▶ [EXERCISE SET]
1. In the article on Ubenwa, with how many hospitals does the startup currently partner?
2. Please write out the passage of the article on Ubenwa that opens with the words containing "Detecting Babies’ Anomalies with" and closes with "through their cries.".
3. Take the article on Ubenwa further, picking up after its final sentence.

▶ [DOCUMENT SEGMENT]
===============

Detecting Babies’ Anomalies with Emerging Technologies
Emma Okonji writes about how Ubenwa healthtech startup deploys emerging technologies like Artificial Intelligence, Machine Learning in detecting babies’ anomalies and cries
The evolution of technology has caught the attention of various sectors including the health sector where a deep learning model including artificial intelligence (AI), and Machine Learning (ML) are being used to analyse the needs of a baby through their cries.
Ubenwa, a Nigerian-owned healthtech startup is a platform application, which analyses the frequency patterns in the cry of a new born baby in order to quickly diagnose birth asphyxia. It develops AI-powered software for early identification of neurological and respiratory conditions in infants using their cry sounds
Giving details of the technology solution, the CEO of Ubenwa, Mr. Charles Onu, said: “One of the things we have learnt in our research is that the infants’ cries hold a lot of information on their health and this is what we are trying to extract at Ubenwa. The reason for the existence of the connection between the health and the cry of the baby is because babies have no control over their cry sounds.
“The cry is an involuntary response to internal or external stimulus, and their cry is directly coordinated by the central nervous system (CNS) and what this means is that, when there is a medical condition that affects the CNS, it ultimately changes the pattern of their cries.”
While it looks to onboard more hospitals, Ubenwa presently partners with six hospitals internationally, four of which are in Nigeria. They include Enugu State University teaching hospital, River State University teaching hospital, Lagos University teaching hospital, and Lagos State University teaching hospital.
Ubenwa’s research and development is solving scientific problems associated with babies ranging from evolving brain problems, asphyxia, and is seeing collaboration between computer scientists, medical engineers, and doctors- neonatologists specifically.

===============

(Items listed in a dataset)
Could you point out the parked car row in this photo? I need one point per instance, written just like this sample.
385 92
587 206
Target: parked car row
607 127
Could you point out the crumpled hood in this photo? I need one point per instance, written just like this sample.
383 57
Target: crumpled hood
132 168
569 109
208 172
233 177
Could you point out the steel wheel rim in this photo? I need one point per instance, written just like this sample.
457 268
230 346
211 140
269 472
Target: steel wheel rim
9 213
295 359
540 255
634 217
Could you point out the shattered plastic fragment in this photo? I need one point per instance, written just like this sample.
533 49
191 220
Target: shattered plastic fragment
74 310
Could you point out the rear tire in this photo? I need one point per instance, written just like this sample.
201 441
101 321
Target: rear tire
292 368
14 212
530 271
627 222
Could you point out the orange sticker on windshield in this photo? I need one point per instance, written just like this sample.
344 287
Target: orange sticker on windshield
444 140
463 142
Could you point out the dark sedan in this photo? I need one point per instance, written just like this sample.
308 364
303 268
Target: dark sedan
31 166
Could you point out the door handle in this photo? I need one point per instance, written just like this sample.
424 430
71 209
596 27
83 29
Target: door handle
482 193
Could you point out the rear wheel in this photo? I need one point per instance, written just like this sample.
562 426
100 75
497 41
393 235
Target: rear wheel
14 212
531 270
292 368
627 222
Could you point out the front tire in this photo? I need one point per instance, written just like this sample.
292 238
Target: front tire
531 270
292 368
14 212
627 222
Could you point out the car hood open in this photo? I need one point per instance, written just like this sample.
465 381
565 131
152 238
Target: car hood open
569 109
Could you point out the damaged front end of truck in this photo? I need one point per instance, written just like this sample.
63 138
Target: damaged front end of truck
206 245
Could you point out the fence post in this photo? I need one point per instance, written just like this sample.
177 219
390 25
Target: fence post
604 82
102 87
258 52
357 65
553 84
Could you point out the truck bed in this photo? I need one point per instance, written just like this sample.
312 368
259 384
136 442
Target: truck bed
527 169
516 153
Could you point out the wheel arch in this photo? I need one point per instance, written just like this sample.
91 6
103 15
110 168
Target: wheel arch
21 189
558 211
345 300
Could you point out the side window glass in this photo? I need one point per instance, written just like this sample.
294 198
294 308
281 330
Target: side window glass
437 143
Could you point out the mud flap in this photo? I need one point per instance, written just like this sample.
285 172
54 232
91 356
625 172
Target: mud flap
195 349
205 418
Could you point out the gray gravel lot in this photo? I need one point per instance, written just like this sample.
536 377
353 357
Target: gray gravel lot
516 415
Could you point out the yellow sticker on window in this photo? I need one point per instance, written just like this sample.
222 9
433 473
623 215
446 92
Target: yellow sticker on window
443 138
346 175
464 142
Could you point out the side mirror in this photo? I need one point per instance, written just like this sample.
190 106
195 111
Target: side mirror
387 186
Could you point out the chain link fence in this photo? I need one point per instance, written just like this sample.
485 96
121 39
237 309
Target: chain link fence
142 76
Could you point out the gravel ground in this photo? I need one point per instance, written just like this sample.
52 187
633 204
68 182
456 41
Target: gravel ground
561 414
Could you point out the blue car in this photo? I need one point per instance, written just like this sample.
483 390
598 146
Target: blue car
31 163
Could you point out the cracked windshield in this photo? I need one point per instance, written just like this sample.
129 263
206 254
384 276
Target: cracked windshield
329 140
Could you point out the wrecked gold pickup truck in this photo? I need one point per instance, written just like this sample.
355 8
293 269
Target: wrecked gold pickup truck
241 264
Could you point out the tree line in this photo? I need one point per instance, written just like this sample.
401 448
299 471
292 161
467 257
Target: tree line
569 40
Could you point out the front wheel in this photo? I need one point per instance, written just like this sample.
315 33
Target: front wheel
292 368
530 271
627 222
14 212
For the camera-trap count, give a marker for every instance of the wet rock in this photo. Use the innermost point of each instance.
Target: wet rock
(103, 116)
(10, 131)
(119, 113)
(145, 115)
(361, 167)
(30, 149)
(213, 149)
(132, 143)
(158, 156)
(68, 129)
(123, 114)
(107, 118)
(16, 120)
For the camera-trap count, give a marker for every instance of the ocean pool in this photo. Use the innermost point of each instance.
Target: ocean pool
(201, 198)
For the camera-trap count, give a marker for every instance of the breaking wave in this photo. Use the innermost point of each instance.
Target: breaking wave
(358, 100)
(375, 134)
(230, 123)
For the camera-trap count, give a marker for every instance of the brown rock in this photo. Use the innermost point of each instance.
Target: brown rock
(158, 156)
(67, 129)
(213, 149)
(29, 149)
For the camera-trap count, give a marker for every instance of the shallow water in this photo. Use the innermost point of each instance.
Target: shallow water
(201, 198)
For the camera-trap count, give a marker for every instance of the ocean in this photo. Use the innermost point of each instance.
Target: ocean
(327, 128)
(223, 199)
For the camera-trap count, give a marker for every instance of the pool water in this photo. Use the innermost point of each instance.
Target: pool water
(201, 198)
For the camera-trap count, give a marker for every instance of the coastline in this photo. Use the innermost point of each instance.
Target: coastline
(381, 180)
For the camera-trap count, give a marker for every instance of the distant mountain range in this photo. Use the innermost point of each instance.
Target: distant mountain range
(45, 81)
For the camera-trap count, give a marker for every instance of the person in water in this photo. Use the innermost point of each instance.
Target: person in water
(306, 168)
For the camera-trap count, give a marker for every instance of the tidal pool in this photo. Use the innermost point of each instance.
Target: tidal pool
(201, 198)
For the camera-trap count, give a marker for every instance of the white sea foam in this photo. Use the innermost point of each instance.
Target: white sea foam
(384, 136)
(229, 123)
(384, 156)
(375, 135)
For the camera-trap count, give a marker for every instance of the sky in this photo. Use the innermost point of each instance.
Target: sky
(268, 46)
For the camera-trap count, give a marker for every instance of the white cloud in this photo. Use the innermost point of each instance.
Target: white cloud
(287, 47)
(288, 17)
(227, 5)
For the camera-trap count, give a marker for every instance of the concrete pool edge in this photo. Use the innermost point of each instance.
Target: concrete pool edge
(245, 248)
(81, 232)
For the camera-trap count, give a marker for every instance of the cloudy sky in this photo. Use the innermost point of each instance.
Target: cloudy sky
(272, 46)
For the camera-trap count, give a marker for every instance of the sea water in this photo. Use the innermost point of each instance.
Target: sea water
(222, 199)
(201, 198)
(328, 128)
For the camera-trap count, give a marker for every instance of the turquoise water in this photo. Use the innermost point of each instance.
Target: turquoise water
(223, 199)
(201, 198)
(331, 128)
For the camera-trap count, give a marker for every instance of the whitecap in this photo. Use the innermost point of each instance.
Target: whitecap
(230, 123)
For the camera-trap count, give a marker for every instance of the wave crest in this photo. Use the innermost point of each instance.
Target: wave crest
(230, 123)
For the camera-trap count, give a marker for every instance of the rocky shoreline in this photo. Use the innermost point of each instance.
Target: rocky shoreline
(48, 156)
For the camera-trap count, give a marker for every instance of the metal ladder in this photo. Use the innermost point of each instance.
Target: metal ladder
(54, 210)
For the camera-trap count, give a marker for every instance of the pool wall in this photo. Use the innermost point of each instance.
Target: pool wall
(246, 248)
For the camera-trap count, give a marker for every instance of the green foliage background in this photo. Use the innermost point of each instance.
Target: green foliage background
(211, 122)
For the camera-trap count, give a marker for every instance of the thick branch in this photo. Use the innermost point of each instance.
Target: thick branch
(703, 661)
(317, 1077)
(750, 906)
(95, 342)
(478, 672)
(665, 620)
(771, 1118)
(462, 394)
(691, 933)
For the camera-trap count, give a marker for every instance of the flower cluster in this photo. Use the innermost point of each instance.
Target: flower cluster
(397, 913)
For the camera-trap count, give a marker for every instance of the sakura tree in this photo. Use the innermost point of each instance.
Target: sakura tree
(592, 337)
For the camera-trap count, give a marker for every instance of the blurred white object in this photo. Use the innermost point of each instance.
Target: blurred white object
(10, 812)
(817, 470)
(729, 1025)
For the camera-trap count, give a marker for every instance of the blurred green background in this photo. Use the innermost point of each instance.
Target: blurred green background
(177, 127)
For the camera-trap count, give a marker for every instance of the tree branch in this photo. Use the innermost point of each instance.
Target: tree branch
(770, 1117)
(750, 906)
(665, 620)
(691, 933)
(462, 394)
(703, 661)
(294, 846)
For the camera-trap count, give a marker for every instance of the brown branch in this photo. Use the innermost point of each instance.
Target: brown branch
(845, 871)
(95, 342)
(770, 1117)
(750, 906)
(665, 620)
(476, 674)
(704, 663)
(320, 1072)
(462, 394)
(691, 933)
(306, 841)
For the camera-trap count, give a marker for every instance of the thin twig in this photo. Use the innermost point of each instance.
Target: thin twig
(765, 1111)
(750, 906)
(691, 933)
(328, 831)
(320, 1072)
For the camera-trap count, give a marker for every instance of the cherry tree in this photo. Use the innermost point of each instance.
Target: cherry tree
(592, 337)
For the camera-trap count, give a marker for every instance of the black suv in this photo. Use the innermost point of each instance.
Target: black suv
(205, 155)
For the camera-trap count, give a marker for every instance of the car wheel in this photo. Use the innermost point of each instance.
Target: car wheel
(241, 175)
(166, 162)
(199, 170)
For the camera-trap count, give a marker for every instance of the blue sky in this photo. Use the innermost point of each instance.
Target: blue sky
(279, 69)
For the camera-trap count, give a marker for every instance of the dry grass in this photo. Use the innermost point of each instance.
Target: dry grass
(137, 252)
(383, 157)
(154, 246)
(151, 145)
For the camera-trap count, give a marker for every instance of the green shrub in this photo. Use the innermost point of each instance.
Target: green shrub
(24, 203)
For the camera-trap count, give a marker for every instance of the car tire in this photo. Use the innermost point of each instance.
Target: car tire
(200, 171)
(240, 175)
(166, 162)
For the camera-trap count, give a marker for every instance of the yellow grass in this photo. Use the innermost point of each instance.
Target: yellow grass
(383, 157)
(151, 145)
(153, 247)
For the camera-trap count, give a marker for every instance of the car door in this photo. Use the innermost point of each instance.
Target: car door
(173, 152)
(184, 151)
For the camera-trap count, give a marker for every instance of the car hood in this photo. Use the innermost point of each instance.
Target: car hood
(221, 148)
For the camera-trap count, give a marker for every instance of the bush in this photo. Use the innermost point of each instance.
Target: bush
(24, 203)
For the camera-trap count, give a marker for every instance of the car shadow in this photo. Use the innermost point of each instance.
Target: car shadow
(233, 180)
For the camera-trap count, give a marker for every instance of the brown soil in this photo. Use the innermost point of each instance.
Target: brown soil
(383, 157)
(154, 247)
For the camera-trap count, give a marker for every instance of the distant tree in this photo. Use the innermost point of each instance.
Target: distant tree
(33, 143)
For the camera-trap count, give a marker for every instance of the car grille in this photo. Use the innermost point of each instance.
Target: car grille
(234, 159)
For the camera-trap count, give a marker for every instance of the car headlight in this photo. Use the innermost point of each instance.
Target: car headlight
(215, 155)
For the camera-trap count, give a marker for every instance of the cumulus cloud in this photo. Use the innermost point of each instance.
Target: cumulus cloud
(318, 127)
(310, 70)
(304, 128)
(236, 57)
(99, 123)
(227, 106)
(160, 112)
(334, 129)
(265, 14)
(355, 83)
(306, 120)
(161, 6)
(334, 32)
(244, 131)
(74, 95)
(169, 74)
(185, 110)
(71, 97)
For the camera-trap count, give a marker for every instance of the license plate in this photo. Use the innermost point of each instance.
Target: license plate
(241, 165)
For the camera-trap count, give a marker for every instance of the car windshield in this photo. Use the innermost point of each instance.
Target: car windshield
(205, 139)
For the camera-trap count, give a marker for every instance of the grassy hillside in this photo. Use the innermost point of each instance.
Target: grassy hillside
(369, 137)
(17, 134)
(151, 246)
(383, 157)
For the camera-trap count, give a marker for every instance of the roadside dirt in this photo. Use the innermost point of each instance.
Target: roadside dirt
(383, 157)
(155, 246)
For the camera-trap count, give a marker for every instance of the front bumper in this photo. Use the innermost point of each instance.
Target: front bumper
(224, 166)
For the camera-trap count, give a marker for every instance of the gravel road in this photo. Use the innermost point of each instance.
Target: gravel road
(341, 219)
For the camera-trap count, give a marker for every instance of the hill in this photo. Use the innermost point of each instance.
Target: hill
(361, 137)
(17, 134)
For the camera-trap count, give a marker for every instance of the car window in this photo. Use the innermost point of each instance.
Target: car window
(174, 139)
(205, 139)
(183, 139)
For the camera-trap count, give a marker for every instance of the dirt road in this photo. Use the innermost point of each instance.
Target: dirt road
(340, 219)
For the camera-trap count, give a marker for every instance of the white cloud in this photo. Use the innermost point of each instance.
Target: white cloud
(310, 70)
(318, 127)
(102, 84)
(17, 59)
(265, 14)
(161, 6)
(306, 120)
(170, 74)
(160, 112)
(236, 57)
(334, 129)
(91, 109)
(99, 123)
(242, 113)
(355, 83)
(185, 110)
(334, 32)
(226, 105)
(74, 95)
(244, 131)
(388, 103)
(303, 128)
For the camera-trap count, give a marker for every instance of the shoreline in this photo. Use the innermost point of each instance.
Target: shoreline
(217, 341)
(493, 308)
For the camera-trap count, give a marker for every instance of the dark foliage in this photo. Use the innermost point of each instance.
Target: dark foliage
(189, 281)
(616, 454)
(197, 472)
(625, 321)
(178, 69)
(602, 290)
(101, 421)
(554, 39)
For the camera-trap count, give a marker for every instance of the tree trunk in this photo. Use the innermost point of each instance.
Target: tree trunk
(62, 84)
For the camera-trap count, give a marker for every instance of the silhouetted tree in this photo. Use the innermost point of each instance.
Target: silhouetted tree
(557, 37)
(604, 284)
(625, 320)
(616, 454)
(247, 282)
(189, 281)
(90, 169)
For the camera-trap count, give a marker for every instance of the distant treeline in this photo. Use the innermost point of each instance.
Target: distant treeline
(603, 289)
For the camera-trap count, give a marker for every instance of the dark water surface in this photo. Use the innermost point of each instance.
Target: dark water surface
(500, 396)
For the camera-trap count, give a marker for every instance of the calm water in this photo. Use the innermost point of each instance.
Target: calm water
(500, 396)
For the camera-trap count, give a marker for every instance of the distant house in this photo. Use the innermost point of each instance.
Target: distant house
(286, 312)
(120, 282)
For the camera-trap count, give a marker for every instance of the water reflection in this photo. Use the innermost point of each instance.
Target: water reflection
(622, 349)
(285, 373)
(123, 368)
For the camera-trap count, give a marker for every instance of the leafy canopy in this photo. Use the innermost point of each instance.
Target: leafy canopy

===============

▶ [ANSWERS PER TASK]
1. Six hospitals internationally, four of which are in Nigeria.

2.
Detecting Babies’ Anomalies with Emerging Technologies
Emma Okonji writes about how Ubenwa healthtech startup deploys emerging technologies like Artificial Intelligence, Machine Learning in detecting babies’ anomalies and cries
The evolution of technology has caught the attention of various sectors including the health sector where a deep learning model including artificial intelligence (AI), and Machine Learning (ML) are being used to analyse the needs of a baby through their cries.

3.
According to the World Health Organization (WHO), birth asphyxia, which is the loss of oxygen to a newborn during birth, kills about four million infants every year, or more than one-third of all deaths of children under the age of five.
With its recent raise of $2.5 million in pre-seedround led by Radical Ventures with participation from AIX Ventures, Yoshua Bengio, Google Brain’s Hugo Larochelle and Marc Bellemare, the company is focused on carrying out a launch, and providing parents the opportunity to connect their app to their existing baby monitor devices.
Also, Ubenwa is looking to continue to advance its research and development. “We want to finalise the clinical programme we are doing internationally and begin the process of getting regulatory approval for our diagnostic tool as a medical device.”
According to the company, it is trying to bring the world to a point where infant cries, just as their heart rates, are considered to be a vital sign.
“Ultimately, our goal is to be a translator for baby cry sounds, providing a non-invasive way to monitor medical conditions everywhere you find a baby- delivery rooms, neonatal and paediatric intensive care units, nurseries, and in the home,” Onu said.
With its machine learning algorithms, the company further stated that it is looking at not just cries for emotional needs but specifically, cries that indicate a health problem. To gain a wider reach, Ubenwa is seeking more partnerships with both public and private hospitals, within Nigeria and globally.